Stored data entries

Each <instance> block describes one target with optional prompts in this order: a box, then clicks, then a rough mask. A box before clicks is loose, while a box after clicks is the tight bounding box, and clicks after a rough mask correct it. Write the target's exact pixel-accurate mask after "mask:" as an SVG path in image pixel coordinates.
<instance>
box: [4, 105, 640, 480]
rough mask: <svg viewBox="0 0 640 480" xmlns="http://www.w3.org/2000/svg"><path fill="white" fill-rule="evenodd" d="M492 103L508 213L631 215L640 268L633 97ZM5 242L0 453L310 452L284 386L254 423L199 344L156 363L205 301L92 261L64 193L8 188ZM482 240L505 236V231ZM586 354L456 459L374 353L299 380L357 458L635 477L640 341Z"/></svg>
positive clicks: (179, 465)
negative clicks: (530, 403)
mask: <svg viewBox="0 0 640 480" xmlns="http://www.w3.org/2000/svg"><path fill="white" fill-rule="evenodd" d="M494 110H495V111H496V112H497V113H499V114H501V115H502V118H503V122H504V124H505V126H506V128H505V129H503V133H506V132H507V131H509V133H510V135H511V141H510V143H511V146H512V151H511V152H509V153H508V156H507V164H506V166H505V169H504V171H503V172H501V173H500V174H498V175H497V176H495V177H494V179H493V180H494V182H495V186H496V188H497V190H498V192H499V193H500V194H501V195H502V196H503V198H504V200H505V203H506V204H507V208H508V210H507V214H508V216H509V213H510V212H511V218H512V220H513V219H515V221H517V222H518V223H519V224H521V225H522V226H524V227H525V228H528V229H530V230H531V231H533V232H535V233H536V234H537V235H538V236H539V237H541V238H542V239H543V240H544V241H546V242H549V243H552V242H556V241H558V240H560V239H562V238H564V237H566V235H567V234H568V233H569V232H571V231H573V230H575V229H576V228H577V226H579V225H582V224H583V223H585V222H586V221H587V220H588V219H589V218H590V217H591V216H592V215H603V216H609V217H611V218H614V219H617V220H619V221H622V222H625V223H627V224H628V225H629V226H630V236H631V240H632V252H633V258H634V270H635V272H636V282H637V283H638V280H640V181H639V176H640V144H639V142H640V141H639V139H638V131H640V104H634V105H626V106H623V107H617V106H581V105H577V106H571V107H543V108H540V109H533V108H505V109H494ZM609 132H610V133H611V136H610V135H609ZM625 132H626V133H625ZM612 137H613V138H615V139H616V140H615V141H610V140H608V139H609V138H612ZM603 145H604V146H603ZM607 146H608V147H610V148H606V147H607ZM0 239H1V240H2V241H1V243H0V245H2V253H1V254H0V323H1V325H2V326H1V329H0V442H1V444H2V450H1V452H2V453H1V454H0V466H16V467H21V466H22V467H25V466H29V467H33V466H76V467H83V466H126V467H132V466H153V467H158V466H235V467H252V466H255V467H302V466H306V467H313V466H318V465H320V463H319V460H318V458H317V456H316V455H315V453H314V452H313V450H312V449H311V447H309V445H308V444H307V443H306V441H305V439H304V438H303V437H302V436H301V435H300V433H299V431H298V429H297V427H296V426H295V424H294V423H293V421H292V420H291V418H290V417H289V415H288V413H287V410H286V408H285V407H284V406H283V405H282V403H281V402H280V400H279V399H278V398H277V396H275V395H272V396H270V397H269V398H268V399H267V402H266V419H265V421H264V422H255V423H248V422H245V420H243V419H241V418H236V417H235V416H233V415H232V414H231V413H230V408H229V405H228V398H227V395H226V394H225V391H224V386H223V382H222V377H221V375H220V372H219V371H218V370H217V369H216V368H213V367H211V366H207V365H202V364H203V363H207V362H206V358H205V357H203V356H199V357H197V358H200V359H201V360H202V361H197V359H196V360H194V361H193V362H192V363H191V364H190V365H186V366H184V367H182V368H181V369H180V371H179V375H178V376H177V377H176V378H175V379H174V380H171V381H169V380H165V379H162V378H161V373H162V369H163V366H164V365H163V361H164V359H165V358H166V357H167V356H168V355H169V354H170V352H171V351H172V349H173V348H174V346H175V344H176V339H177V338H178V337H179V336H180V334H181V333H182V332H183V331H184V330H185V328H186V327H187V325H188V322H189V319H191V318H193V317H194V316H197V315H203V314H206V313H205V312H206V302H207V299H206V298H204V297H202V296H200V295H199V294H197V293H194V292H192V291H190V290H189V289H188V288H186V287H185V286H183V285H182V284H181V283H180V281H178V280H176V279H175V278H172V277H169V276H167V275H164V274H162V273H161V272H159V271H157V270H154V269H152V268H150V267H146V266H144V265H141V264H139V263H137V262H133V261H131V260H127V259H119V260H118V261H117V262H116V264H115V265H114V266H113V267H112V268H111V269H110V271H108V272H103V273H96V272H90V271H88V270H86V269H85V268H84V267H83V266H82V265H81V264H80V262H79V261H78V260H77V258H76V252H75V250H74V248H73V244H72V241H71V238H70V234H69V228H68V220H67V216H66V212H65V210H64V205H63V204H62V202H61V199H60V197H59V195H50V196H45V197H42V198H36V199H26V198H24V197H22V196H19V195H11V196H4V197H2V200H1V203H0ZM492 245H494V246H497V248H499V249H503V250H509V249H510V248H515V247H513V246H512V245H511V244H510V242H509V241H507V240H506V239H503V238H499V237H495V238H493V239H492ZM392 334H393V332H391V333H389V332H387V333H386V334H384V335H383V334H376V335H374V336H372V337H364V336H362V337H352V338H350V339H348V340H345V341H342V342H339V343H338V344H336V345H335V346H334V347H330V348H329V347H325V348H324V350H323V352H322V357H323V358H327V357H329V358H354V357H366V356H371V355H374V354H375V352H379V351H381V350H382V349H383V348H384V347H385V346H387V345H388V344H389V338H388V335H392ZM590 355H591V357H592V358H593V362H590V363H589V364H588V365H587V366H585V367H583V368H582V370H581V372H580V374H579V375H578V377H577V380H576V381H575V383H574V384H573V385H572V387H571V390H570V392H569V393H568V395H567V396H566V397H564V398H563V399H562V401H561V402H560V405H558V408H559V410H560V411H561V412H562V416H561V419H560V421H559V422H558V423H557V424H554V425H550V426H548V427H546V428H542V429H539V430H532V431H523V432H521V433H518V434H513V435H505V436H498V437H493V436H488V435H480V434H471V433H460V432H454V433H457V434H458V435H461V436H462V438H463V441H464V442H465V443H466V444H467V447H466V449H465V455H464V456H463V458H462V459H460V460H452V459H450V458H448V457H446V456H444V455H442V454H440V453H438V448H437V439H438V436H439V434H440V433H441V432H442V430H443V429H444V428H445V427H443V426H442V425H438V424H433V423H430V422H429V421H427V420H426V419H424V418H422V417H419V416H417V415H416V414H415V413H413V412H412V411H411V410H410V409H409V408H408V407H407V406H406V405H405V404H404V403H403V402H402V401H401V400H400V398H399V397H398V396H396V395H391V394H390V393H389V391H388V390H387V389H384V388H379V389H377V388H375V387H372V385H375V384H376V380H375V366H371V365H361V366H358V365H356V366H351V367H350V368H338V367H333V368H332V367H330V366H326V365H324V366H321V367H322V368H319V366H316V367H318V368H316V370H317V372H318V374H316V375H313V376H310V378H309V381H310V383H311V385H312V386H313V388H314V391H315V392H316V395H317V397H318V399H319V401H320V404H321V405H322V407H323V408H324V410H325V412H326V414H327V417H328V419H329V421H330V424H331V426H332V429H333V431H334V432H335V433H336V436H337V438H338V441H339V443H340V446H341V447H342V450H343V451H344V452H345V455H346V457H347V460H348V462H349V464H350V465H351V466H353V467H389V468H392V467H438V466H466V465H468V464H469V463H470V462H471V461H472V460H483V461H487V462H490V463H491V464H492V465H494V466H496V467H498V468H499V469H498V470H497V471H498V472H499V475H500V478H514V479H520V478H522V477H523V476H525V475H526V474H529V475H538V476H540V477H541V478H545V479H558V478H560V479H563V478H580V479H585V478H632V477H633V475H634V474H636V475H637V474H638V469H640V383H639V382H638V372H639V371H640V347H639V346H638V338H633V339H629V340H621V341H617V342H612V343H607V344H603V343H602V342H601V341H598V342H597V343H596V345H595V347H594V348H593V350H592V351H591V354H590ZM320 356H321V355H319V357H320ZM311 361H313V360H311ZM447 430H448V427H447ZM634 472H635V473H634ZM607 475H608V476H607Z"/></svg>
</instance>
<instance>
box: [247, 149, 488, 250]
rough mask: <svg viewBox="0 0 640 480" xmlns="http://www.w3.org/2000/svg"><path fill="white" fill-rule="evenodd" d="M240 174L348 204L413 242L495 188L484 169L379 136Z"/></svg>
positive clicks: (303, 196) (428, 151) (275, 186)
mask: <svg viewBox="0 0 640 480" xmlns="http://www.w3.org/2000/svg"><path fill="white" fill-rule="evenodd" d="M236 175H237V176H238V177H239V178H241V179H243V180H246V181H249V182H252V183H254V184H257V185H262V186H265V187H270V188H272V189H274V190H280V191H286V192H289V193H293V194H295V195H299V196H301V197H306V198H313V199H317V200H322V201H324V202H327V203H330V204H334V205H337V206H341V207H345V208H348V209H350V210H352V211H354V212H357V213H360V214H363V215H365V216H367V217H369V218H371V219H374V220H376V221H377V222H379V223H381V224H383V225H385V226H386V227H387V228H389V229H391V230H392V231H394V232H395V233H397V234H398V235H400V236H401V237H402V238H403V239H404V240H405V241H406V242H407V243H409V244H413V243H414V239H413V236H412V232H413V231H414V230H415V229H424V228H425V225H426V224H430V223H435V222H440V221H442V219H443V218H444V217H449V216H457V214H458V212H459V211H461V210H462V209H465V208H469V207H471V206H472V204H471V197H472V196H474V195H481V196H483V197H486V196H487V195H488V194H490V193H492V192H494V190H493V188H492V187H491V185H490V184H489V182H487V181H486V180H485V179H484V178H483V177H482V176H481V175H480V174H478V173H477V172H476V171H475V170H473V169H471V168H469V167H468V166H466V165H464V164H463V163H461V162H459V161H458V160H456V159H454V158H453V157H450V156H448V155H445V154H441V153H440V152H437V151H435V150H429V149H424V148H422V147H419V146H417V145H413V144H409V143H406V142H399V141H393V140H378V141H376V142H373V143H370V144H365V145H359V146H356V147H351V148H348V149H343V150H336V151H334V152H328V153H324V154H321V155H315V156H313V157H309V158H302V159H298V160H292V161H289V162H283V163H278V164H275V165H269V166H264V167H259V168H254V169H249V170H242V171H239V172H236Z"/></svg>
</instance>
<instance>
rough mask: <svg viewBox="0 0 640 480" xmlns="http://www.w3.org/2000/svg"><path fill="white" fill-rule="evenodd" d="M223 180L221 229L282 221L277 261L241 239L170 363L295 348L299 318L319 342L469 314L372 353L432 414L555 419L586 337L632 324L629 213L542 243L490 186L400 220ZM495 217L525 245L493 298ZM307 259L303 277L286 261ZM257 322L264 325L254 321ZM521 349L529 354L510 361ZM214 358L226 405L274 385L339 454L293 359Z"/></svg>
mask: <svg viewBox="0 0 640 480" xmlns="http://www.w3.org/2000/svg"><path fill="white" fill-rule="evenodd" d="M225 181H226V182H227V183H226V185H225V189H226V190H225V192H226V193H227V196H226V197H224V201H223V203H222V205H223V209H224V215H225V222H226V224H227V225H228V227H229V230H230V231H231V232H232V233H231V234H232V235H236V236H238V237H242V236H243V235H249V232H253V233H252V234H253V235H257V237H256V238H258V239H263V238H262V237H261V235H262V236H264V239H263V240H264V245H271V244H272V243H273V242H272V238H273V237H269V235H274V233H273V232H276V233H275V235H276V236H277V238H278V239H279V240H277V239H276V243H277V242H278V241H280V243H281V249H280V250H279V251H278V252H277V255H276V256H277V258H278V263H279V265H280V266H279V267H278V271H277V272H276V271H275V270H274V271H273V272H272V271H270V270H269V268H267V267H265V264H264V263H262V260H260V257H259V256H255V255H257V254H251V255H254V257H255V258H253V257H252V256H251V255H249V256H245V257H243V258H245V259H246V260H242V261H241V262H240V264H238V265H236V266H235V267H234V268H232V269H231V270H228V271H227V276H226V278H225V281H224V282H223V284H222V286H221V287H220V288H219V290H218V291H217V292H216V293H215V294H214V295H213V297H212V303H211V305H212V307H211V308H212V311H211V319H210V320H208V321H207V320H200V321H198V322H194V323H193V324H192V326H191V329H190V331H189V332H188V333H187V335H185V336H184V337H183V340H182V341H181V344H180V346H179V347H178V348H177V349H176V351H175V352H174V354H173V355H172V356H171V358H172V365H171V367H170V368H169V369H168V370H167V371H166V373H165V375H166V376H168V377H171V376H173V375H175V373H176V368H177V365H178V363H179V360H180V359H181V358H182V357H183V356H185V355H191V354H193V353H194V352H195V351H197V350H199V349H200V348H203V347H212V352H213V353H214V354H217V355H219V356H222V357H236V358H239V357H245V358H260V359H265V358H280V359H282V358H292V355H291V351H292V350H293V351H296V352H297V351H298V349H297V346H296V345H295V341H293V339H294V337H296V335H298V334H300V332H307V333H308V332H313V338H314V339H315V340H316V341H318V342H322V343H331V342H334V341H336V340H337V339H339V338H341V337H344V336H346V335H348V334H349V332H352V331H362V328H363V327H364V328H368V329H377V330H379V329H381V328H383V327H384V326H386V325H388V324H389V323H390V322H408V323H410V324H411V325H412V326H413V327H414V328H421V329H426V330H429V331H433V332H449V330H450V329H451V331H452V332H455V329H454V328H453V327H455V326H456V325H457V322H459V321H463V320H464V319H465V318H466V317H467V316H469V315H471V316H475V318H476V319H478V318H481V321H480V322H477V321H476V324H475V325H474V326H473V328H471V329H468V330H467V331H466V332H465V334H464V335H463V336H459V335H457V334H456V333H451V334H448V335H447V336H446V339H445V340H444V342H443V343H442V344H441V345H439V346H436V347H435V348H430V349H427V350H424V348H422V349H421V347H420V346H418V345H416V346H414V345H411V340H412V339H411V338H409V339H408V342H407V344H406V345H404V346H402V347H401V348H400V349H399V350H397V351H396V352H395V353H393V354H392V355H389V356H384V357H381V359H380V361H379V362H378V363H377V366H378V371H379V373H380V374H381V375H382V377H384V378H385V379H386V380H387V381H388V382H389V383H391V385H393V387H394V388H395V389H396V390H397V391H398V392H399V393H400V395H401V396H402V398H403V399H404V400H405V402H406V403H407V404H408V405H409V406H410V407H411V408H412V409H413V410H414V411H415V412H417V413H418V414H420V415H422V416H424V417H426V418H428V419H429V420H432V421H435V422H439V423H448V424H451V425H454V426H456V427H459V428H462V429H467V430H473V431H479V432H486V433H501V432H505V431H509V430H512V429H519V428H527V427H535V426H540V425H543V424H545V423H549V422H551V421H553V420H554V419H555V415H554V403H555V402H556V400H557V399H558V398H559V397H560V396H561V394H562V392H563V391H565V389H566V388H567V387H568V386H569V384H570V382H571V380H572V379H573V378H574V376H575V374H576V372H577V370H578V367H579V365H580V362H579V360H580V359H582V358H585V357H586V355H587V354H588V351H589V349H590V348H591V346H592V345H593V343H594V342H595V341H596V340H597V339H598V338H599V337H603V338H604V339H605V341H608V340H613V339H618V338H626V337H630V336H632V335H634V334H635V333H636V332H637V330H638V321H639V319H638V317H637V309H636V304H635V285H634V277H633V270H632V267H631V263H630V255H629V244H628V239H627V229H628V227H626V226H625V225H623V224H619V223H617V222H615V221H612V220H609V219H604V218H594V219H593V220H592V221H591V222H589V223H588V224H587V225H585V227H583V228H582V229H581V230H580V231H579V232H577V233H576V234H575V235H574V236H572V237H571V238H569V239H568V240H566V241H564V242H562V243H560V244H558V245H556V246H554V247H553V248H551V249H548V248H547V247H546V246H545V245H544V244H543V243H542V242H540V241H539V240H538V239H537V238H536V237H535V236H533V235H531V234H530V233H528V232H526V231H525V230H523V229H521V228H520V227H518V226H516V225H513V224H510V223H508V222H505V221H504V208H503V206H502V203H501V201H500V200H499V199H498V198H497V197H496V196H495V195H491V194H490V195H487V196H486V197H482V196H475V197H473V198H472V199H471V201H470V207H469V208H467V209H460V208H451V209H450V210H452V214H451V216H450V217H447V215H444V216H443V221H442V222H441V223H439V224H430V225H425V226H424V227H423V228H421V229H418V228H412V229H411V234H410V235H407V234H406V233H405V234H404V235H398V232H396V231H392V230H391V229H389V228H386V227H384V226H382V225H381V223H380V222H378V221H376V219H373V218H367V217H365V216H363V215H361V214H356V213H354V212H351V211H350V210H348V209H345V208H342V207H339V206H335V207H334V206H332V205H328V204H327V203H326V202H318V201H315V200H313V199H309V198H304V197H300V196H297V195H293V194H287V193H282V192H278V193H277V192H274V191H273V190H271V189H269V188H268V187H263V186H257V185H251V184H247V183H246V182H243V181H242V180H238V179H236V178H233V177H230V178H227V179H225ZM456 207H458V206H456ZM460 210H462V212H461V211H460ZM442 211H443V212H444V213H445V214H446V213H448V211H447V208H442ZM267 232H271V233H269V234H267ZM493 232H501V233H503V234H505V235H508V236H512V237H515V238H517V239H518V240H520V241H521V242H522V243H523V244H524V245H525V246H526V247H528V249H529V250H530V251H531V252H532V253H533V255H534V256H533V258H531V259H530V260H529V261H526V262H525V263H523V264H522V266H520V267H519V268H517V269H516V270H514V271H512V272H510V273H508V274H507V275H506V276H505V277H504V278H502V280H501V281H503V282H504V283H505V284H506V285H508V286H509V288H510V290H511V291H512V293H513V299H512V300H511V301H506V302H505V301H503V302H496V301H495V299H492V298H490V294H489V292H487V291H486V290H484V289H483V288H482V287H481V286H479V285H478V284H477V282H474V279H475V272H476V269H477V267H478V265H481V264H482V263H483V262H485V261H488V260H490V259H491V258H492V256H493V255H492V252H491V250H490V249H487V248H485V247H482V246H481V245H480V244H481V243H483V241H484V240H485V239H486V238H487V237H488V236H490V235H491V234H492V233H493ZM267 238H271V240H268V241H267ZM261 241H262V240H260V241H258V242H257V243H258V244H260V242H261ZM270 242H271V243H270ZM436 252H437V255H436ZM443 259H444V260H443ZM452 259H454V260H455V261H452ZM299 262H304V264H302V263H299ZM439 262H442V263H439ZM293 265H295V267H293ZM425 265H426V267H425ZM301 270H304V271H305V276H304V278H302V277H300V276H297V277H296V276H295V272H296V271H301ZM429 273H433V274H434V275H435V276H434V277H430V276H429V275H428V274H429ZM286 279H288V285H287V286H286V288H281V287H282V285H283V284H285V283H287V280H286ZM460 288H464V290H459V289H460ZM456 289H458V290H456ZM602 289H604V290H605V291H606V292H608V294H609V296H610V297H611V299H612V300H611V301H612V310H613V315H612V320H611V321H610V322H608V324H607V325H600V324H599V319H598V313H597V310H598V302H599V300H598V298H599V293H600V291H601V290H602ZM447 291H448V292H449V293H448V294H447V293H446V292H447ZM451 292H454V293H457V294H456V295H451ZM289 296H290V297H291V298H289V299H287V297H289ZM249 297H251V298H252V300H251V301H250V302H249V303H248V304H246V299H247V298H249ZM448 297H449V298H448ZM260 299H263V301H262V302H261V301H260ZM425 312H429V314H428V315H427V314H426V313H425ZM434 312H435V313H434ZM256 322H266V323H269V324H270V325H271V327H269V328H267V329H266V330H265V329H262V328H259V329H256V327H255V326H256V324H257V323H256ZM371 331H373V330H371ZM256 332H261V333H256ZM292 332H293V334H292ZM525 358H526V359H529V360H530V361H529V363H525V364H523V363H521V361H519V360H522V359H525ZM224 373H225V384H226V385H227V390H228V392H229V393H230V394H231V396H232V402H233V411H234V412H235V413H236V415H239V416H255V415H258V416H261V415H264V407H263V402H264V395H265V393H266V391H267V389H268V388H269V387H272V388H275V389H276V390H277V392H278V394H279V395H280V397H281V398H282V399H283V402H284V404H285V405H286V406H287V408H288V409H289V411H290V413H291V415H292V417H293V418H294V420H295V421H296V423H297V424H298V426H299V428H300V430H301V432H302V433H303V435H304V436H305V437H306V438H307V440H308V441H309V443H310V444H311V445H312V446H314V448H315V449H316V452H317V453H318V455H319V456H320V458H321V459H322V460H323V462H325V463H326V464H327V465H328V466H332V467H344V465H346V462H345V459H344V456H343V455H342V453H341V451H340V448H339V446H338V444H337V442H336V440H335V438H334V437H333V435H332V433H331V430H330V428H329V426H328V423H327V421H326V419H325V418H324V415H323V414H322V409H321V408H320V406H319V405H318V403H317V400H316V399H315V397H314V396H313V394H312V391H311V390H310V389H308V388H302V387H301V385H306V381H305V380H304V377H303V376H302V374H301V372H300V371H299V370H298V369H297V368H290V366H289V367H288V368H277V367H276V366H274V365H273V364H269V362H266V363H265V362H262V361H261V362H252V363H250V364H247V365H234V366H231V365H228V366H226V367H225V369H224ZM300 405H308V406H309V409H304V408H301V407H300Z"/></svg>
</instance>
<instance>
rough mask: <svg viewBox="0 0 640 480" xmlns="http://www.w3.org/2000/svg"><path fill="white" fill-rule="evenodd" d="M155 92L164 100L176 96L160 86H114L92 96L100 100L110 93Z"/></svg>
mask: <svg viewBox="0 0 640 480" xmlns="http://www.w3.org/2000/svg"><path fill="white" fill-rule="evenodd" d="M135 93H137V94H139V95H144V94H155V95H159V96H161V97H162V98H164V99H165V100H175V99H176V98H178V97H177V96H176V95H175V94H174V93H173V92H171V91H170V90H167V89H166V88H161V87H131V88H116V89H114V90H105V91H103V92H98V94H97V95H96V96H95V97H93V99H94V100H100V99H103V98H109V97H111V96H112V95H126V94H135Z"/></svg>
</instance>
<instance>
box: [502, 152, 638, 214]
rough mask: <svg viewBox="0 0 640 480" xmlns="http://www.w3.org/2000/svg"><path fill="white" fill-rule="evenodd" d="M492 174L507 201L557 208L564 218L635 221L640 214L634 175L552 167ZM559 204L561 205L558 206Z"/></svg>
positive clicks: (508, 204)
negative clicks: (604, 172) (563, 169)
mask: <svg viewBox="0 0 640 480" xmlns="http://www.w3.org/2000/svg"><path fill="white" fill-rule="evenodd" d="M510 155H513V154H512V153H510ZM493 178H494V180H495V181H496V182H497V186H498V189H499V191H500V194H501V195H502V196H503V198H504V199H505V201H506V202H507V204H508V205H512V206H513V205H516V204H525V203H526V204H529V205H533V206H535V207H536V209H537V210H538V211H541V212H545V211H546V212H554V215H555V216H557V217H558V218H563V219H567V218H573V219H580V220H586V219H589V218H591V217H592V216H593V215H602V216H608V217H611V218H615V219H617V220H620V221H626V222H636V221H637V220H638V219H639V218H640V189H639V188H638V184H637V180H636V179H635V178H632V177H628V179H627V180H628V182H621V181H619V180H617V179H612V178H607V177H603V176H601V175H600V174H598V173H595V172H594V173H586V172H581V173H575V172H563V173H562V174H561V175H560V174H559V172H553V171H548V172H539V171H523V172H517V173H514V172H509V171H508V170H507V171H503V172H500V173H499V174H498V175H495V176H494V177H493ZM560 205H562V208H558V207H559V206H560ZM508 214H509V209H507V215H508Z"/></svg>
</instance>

[AIM OF THE TASK]: List every line of the material that contains the word "negative", matching its case exactly.

[TASK SOLUTION]:
negative clicks: (530, 403)
negative clicks: (604, 172) (563, 169)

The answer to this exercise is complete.